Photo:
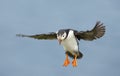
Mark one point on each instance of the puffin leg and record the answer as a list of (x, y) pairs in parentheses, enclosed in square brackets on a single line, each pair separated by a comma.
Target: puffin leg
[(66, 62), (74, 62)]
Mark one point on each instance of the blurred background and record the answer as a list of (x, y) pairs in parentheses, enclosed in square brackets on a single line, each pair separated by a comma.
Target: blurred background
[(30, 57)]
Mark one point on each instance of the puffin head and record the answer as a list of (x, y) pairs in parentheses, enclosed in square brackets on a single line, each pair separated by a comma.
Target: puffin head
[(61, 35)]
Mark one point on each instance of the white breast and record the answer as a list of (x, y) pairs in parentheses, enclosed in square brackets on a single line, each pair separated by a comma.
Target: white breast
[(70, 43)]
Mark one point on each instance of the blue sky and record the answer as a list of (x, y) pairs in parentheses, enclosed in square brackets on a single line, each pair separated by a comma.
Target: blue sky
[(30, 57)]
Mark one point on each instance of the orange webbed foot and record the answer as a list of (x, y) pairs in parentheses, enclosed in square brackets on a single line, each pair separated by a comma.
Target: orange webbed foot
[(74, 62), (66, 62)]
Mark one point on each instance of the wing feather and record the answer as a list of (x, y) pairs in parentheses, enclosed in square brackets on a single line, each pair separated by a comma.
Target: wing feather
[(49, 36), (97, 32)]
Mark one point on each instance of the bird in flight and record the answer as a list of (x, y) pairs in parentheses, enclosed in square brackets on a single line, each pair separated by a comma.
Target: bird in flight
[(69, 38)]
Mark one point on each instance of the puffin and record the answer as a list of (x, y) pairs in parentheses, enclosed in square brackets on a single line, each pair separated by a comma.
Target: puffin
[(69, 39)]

========================================

§ Task prompt:
Rewrite all of the data above, changing each "Target" to "Object" and keeping everything else the same. Leave the pictures out.

§ Exercise answer:
Photo:
Mark one point on each instance of the puffin leg and record the answer as a list of (x, y) pairs in parentheses, enclosed in square brackets on a single line, each pair separated by a comma.
Object: puffin leg
[(66, 62), (74, 62)]
Mark one point on each instance of the blurred background and record the answer as a list of (x, y) pairs in parentheses, enclosed in square brackets on a single line, each pair separated by a comma.
Object: blurred background
[(30, 57)]
Mark one point on each instance of the puffin head and record the answer as a list of (x, y) pairs in parentheses, enclosed in square brackets on a single line, each pair separated by a comma.
Object: puffin head
[(61, 35)]
Mark one point on each instance of the white breast and record the answer as a list of (x, y) pairs in parentheses, enclosed in square brackets on a single line, each pair separated by a comma.
Object: white breast
[(70, 43)]
Mark one point on each instance of the blue sky and record the answer as a list of (x, y) pairs in parentheses, enclosed in square brackets on a single line, each pair separated by a comma.
Object: blue sky
[(30, 57)]
Mark one point on each instance of the orange webbed foot and record the answer as a list of (x, y) pairs in parentheses, enclosed in square brackets on a single line, each pair separated by a comma.
Object: orange webbed foot
[(74, 62), (66, 62)]
Mark one point on each instance of the wing feather and record the answer as a list of (x, y) pairs in parentheses, enclosed in square brackets on a single line, each pair separated by a comma.
Object: wing feather
[(49, 36), (97, 32)]
Mark one point on each instance of the bird in flight and record the answer as a list of (x, y) pairs in parentheses, enclosed in square brackets on a single line, each pair separated by a comma.
Object: bird in flight
[(69, 38)]
Mark one point on each instance of the puffin and record the answer as a list of (x, y) pairs in parentheses, enclosed in square brackets on a single line, each pair separated by a comma.
Object: puffin
[(69, 39)]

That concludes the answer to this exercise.